Work required
Identical copies of all the records below are needed.

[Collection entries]

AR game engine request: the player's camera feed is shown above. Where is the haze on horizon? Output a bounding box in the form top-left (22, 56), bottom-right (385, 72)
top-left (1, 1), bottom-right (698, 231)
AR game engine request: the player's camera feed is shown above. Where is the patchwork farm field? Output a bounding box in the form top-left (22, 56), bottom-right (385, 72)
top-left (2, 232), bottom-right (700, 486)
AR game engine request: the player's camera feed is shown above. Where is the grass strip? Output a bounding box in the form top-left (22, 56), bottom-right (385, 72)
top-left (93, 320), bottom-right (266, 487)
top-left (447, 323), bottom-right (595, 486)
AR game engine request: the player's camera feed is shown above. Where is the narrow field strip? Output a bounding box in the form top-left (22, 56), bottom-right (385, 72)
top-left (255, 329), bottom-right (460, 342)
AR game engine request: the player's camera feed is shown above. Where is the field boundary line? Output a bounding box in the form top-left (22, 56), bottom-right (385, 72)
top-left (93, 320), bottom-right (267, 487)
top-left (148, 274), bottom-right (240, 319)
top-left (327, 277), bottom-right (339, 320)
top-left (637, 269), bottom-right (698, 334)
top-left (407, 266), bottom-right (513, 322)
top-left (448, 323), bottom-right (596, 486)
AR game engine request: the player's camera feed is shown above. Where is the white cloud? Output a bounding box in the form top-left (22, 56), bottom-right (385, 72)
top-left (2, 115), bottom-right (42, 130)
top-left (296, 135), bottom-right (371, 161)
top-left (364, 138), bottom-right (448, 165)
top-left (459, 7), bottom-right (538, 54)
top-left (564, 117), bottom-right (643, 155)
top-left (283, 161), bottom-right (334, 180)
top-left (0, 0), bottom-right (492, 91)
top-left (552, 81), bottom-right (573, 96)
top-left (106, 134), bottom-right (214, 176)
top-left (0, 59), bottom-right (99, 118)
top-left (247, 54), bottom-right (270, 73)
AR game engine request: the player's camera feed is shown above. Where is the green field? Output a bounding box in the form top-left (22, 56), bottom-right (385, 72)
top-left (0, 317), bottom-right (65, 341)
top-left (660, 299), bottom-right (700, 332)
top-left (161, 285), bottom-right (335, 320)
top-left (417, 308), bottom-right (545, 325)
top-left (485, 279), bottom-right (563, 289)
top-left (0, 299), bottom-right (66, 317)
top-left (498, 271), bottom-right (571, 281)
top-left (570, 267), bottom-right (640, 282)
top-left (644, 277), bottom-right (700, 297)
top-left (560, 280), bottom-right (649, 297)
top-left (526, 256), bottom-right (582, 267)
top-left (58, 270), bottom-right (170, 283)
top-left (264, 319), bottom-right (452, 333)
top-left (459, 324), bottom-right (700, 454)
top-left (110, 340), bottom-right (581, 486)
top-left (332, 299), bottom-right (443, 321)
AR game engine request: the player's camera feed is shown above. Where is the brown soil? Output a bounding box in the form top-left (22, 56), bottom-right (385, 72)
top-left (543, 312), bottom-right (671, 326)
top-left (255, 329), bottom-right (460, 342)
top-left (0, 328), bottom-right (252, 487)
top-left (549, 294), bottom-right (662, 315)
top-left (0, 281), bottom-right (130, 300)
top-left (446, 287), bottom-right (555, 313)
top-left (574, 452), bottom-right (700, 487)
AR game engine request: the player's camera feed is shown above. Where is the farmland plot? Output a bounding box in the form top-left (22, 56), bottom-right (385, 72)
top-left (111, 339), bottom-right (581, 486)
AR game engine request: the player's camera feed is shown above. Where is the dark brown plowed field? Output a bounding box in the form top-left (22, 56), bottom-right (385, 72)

Output for this task
AR game engine request: the player's camera feed is shown above. Where is the haze on horizon? Output a bounding box in the form top-left (22, 56), bottom-right (385, 72)
top-left (1, 1), bottom-right (698, 231)
AR game engine request: the player's camera feed is shown above. Where is the patchwork farm field? Output a bounding box in the form top-left (22, 56), bottom-right (385, 72)
top-left (2, 232), bottom-right (700, 486)
AR game engine request: the player's camera feed is shown above. Where is the grass strip? Output a bounding box in the form top-left (22, 56), bottom-right (385, 72)
top-left (93, 320), bottom-right (266, 487)
top-left (447, 323), bottom-right (595, 486)
AR game engine request: the player's camera feed is shown above. Where is the narrow field strip? Output a bounding box in the form top-left (22, 56), bottom-right (385, 72)
top-left (255, 329), bottom-right (460, 342)
AR game engine request: the player's camera feed is shown above. Where is the field boundary line? Output a bounding box in the form top-left (22, 56), bottom-right (385, 72)
top-left (93, 320), bottom-right (267, 487)
top-left (148, 274), bottom-right (240, 319)
top-left (327, 277), bottom-right (339, 320)
top-left (637, 269), bottom-right (698, 334)
top-left (407, 266), bottom-right (513, 322)
top-left (448, 323), bottom-right (596, 486)
AR game engine request: the player's camera feed is shown above. Where is the white cloud? Output a bounding box in the form top-left (22, 56), bottom-right (385, 72)
top-left (2, 115), bottom-right (42, 130)
top-left (296, 135), bottom-right (371, 161)
top-left (364, 138), bottom-right (448, 165)
top-left (459, 7), bottom-right (538, 54)
top-left (564, 117), bottom-right (643, 155)
top-left (283, 161), bottom-right (334, 180)
top-left (0, 0), bottom-right (492, 91)
top-left (552, 81), bottom-right (573, 96)
top-left (106, 134), bottom-right (214, 176)
top-left (0, 59), bottom-right (99, 118)
top-left (247, 54), bottom-right (270, 73)
AR game engine request: the player's camera feed is shown above. Where is the green field? Output a bounding box in the form top-left (22, 56), bottom-right (385, 72)
top-left (0, 317), bottom-right (65, 341)
top-left (660, 299), bottom-right (700, 332)
top-left (161, 285), bottom-right (335, 320)
top-left (417, 308), bottom-right (545, 325)
top-left (485, 279), bottom-right (563, 289)
top-left (0, 299), bottom-right (66, 317)
top-left (498, 271), bottom-right (571, 281)
top-left (570, 267), bottom-right (640, 282)
top-left (644, 277), bottom-right (700, 297)
top-left (560, 280), bottom-right (649, 297)
top-left (526, 256), bottom-right (582, 267)
top-left (58, 270), bottom-right (170, 283)
top-left (264, 319), bottom-right (452, 333)
top-left (459, 324), bottom-right (700, 454)
top-left (110, 340), bottom-right (581, 486)
top-left (332, 299), bottom-right (443, 321)
AR game engine request: the player's camera feed is shown above. Where is the brown soil? Output a bounding box in the form top-left (22, 56), bottom-right (385, 72)
top-left (543, 312), bottom-right (671, 326)
top-left (255, 329), bottom-right (460, 342)
top-left (0, 328), bottom-right (252, 487)
top-left (549, 294), bottom-right (662, 315)
top-left (0, 281), bottom-right (130, 300)
top-left (446, 287), bottom-right (555, 313)
top-left (574, 452), bottom-right (700, 487)
AR game engine request: the player's camera feed is shown above. Where is the farmland plot? Output a bounding box in the form top-left (22, 56), bottom-right (385, 72)
top-left (111, 339), bottom-right (581, 486)
AR game engine request: the player's camera feed is shown above. Where is the dark brown plowed field? Output a bounding box in the form top-left (22, 56), bottom-right (385, 72)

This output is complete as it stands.